Pull every line that includes the word "speckled" out of the data below and copy it.

····················

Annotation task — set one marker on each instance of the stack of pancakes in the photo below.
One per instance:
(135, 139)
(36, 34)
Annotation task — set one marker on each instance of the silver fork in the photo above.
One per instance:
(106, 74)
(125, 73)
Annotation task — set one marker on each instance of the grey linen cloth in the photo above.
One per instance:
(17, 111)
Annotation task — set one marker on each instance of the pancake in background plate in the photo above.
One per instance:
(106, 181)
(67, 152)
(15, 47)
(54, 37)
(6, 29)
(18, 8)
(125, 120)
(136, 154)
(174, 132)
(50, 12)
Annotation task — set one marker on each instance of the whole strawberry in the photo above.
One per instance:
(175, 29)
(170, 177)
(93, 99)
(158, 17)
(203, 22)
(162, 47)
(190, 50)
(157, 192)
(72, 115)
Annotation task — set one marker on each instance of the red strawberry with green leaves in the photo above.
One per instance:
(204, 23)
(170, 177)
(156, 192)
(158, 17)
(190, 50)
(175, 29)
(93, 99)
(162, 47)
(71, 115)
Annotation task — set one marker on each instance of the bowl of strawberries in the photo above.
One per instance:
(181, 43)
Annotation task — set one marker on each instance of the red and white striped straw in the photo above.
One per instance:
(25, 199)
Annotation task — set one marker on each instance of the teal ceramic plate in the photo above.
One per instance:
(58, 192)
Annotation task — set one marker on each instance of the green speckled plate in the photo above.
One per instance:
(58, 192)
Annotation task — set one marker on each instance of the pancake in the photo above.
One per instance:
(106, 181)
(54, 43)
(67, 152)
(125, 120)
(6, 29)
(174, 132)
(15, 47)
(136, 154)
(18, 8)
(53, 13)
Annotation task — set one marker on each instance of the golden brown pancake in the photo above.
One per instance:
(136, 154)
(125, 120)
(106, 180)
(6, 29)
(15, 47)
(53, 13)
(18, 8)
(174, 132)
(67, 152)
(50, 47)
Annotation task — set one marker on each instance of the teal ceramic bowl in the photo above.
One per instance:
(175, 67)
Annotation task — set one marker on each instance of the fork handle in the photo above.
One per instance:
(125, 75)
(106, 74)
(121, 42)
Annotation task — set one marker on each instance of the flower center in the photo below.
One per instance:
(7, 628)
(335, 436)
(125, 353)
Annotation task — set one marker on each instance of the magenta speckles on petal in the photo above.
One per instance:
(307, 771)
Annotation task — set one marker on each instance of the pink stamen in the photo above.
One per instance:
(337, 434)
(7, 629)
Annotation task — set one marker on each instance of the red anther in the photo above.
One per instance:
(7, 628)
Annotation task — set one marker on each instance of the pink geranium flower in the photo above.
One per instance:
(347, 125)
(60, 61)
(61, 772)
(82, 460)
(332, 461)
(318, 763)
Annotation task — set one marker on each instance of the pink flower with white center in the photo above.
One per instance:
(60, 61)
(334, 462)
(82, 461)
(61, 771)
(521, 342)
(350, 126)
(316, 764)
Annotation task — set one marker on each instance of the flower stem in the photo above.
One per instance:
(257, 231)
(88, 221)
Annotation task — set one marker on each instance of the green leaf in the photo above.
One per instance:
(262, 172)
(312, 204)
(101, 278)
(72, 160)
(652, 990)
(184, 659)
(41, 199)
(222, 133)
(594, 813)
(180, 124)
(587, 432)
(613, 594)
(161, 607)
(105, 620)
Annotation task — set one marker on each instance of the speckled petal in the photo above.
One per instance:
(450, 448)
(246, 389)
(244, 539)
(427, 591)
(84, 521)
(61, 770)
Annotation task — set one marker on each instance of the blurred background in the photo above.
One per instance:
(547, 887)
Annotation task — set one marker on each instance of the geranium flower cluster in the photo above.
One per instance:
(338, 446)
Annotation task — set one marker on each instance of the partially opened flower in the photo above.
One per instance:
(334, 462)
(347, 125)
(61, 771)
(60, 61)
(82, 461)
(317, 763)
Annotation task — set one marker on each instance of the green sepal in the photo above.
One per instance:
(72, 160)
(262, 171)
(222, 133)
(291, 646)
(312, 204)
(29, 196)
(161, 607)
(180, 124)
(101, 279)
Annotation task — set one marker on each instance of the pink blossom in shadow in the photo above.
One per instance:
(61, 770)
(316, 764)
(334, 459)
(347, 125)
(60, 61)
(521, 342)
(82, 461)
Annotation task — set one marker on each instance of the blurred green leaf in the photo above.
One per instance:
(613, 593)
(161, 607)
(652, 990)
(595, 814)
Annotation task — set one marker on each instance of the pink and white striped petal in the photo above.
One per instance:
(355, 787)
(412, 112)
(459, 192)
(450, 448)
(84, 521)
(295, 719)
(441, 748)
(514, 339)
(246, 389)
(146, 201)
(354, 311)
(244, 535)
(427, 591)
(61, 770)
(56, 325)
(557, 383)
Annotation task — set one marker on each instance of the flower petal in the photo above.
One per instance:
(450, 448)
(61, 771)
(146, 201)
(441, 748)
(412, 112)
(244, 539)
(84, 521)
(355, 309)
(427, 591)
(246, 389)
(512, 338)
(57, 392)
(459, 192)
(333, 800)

····················

### [Completed task]
Annotation task — set one marker on each instance of the green speckled plate in the photo above.
Annotation task — set one marker on each instance of the speckled petal in the photo above.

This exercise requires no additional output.